(Extracted information)
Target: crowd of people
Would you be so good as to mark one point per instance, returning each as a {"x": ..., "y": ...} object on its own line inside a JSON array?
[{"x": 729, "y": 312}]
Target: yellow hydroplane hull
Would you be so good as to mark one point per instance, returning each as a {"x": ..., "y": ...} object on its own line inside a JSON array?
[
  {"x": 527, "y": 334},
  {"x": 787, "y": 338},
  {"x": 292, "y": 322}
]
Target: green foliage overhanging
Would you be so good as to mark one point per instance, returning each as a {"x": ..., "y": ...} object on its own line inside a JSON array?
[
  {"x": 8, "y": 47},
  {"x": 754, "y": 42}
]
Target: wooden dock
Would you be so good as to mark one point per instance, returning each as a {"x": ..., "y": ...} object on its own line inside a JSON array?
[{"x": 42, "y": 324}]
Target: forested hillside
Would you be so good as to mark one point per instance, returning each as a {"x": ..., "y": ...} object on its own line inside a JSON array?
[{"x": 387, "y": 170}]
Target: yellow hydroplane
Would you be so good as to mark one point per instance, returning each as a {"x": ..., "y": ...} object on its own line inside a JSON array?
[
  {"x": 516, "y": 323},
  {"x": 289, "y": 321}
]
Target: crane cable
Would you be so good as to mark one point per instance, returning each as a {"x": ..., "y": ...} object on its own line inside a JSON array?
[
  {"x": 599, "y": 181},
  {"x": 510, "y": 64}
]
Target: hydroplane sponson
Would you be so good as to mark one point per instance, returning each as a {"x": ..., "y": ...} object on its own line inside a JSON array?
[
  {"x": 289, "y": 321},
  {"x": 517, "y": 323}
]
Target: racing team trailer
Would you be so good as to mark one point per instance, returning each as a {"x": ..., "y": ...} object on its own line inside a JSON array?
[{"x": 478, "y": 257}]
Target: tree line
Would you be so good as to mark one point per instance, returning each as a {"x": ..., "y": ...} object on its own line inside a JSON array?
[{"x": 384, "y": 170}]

(The request)
Quote each item above verbatim, in its original order.

(Expected answer)
Target: crowd of people
Would you be so good as to mark one point per instance, returning each as a {"x": ..., "y": ...} object on its own line inside a JSON array?
[{"x": 729, "y": 312}]
Target: yellow hydroplane hull
Would you be so good as to mark one point per instance, returning each as a {"x": ..., "y": ...} object on its own line inside a JSON array?
[
  {"x": 527, "y": 334},
  {"x": 787, "y": 338},
  {"x": 292, "y": 322}
]
Target: green foliage overhanging
Would you be so good as to mark one point per instance, returning each as a {"x": ..., "y": ...} object on its own line inside a JSON array?
[
  {"x": 8, "y": 47},
  {"x": 754, "y": 42}
]
Target: wooden dock
Would you be so good as to mark one point per instance, returning each as a {"x": ..., "y": ...} object on its own line inside a JSON array?
[{"x": 42, "y": 324}]
Target: forested hillside
Would you be so good as to mark one point per instance, returning each as a {"x": ..., "y": ...} object on its own line inside a JSON array?
[{"x": 387, "y": 170}]
Target: yellow hydroplane
Would you be so good as to mark one point per instance, returning each as a {"x": ..., "y": ...} object on its own line inside a JSON array?
[
  {"x": 516, "y": 323},
  {"x": 289, "y": 321}
]
Target: crane cable
Would you be so good as to mark one point per instance, returning each as a {"x": ..., "y": ...} object on its own line inside a JSON array?
[
  {"x": 599, "y": 181},
  {"x": 510, "y": 64}
]
Target: hydroplane sponson
Would you be so good as to mark one point per instance, returning each as a {"x": ..., "y": ...} object on its own line inside a JSON array?
[
  {"x": 289, "y": 321},
  {"x": 517, "y": 323}
]
Target: racing team trailer
Would you be so good as to mark one point per instance, returning each as a {"x": ..., "y": ...} object on its own line inside a JSON array?
[{"x": 478, "y": 257}]
Target: tree line
Would you be so good as to mark one point per instance, returning each as a {"x": ..., "y": ...} object on its own line inside a JSON array?
[{"x": 384, "y": 170}]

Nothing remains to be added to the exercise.